### [Task directions]
Copy out all of the data below with no alterations.

### [Extracted data]
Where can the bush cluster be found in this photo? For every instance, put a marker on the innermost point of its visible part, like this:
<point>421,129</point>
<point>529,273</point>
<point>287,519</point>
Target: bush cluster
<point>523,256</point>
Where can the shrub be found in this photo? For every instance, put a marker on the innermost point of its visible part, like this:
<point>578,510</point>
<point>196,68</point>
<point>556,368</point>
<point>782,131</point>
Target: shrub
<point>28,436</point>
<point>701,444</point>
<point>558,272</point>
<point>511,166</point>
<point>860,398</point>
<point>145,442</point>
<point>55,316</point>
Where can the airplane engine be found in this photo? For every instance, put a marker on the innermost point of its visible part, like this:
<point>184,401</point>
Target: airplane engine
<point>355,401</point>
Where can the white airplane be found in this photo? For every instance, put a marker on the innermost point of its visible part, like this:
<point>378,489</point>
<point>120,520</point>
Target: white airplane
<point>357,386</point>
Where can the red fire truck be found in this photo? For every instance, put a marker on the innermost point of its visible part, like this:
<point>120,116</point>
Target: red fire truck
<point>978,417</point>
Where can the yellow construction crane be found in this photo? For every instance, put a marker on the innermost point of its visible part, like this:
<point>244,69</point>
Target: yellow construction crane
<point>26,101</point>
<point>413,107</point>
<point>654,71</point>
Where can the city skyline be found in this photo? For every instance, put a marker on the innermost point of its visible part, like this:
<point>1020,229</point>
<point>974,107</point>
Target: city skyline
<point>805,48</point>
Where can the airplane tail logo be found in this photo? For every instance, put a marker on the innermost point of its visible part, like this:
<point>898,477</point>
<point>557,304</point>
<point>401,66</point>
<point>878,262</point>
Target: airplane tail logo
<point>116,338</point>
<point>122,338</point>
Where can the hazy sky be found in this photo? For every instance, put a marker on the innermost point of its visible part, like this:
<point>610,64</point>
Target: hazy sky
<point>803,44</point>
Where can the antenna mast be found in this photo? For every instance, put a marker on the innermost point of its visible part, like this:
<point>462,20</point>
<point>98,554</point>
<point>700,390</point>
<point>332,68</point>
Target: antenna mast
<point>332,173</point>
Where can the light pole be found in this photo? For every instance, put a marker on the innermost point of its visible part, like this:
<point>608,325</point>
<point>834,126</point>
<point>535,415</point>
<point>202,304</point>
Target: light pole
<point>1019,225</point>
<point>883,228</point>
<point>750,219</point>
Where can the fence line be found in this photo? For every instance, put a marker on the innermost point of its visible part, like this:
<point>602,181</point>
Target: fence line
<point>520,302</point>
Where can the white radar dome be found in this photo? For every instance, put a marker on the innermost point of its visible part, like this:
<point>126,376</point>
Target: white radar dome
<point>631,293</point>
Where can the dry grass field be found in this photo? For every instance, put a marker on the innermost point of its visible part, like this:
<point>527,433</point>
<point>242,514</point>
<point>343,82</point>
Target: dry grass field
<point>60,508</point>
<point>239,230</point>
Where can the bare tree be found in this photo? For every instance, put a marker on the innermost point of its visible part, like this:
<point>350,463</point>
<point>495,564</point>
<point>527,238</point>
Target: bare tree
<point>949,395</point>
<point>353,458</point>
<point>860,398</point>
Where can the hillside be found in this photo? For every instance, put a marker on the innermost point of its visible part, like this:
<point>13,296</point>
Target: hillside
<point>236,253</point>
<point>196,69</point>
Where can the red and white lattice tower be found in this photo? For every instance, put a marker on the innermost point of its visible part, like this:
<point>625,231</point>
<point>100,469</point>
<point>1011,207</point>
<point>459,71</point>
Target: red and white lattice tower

### [Task result]
Where can the bush cluster be found in this photo? For every instance, put a marker on the innermost point of its visible part, like this:
<point>421,129</point>
<point>529,273</point>
<point>287,519</point>
Target: bush cluster
<point>523,256</point>
Where can the shrub be found in this photo? For every instance, put a marker on the innermost point of its visible part, like this:
<point>578,510</point>
<point>196,68</point>
<point>556,368</point>
<point>782,131</point>
Target: shrub
<point>28,436</point>
<point>701,444</point>
<point>558,272</point>
<point>511,166</point>
<point>860,398</point>
<point>145,442</point>
<point>55,316</point>
Where can the airplane engine be found in this photo? For every instance, put a marker on the innermost point of its visible part, like this:
<point>184,401</point>
Target: airplane engine
<point>355,401</point>
Where can the white airplane be found in this photo? For every instance, put a marker on the innermost point of its visible part, like this:
<point>378,489</point>
<point>120,520</point>
Target: white airplane
<point>357,386</point>
Where can the red fire truck be found in this photo? For every instance, put a marker on the innermost point of its visible part, like this:
<point>120,116</point>
Target: red fire truck
<point>978,417</point>
Where can the yellow construction crane be found in this photo? For every instance, put a marker on the innermost point of its visible part, like this:
<point>244,69</point>
Target: yellow construction crane
<point>26,101</point>
<point>413,107</point>
<point>654,71</point>
Where can the city skyline be found in this photo? For every instance, put a marker on the innermost point of its visible part, like this:
<point>1020,229</point>
<point>974,107</point>
Target: city skyline
<point>805,48</point>
Where can the airplane tail logo be found in this photo? For every instance, put a marker on the innermost point of its visible part, like this:
<point>898,477</point>
<point>557,304</point>
<point>401,66</point>
<point>878,262</point>
Target: airplane tail logo
<point>116,338</point>
<point>122,338</point>
Where can the hazy sky be found in this photo? For every instance, put a marker on the innermost point of its visible part, like this:
<point>610,64</point>
Target: hazy sky
<point>803,44</point>
Where can the antenna mast be found in this photo? For every instance, put a marker on the innermost point of its visible part, like this:
<point>462,20</point>
<point>98,554</point>
<point>700,390</point>
<point>332,68</point>
Target: antenna mast
<point>332,173</point>
Where can the light pole be found in this photo? For every instance, put a marker on the innermost point of its visible part, like this:
<point>608,325</point>
<point>834,126</point>
<point>535,415</point>
<point>202,304</point>
Target: light pole
<point>1019,225</point>
<point>883,228</point>
<point>750,219</point>
Where can the fence line be found in this photo? For every instance, put a marker on the innermost point of its visible part, like this:
<point>602,181</point>
Target: fence line
<point>520,302</point>
Where can the white radar dome be found in this photo? For every instance, put a marker on the innermost point of its visible part, like this:
<point>126,376</point>
Target: white radar dome
<point>631,293</point>
Where can the dry grass field be found in this photo? For every instance, put a marker on the innermost point of its visible part, like this:
<point>527,433</point>
<point>242,514</point>
<point>343,82</point>
Target: dry grass field
<point>60,508</point>
<point>239,230</point>
Where can the bare tree be found in this photo? For every instance, put a marker on the innermost point of its visible part, like this:
<point>350,463</point>
<point>495,564</point>
<point>527,238</point>
Target: bare tree
<point>949,395</point>
<point>353,458</point>
<point>860,398</point>
Where can the hillside be found in this photo? For every instance, put a marker on the innermost point of its visible part, like this:
<point>13,296</point>
Target: hillside
<point>236,253</point>
<point>196,69</point>
Where can the red and white lattice tower be found in this photo? For every instance, put a marker on the innermost point of its visible part, like this:
<point>625,231</point>
<point>100,469</point>
<point>1011,207</point>
<point>459,71</point>
Target: red and white lattice tower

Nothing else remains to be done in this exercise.